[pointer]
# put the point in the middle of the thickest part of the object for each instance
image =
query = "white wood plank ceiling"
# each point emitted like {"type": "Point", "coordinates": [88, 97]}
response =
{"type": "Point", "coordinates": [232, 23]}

☆ ☆ ☆ ☆ ☆ ☆ ☆

About this exercise
Determine how many lines in the data include the word "each". Answer with that number alone.

Solution
2